● WHAT TO WORK ON
Show every line of the rows below that contains the word "white", with case counting.

● DATA SUPPLIED

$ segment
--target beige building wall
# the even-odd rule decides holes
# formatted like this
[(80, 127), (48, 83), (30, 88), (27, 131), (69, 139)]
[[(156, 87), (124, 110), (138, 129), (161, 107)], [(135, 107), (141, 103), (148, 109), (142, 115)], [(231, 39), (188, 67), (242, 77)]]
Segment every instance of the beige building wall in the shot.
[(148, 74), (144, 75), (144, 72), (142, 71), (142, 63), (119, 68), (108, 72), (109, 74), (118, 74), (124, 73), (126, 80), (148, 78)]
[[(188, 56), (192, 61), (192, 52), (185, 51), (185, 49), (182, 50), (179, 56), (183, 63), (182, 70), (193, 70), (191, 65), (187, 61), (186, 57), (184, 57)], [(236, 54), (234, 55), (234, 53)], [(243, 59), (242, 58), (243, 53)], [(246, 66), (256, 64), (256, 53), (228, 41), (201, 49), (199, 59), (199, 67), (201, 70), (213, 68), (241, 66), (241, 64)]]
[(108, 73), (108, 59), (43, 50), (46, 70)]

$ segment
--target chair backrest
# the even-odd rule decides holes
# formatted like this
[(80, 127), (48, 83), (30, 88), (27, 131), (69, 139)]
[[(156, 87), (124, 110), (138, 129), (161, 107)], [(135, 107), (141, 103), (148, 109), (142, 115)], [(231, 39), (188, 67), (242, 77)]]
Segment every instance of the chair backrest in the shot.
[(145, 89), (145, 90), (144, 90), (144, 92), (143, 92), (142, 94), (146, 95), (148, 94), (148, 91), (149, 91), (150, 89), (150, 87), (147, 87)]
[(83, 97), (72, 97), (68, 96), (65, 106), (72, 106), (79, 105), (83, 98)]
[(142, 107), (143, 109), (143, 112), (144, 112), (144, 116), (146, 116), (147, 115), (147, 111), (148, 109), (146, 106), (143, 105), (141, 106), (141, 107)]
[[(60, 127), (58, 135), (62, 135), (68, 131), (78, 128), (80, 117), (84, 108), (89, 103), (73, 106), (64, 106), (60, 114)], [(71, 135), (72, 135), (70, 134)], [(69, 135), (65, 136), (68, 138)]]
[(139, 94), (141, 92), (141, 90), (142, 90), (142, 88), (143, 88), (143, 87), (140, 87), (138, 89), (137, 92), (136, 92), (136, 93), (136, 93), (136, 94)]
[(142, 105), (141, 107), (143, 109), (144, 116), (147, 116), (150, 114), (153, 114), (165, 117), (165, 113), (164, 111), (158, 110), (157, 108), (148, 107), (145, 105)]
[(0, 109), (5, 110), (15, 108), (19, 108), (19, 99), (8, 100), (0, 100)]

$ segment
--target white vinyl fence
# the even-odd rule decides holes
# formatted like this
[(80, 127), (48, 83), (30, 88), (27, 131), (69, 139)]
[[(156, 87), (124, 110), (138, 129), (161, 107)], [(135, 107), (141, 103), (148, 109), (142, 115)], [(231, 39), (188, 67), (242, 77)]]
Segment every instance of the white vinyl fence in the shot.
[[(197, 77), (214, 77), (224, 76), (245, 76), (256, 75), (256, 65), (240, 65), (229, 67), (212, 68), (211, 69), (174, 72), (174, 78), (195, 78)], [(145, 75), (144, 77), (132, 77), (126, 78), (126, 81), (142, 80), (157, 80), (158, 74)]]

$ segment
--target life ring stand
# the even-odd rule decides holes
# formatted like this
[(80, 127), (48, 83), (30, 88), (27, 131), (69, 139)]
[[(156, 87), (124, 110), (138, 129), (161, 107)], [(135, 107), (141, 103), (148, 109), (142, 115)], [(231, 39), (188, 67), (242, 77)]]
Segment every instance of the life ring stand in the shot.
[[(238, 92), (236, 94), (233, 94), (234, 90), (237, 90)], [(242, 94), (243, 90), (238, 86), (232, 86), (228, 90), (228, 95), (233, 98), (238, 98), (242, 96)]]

● CORRECT RESULT
--target white vinyl fence
Segment every instance of the white vinyl fence in the shot.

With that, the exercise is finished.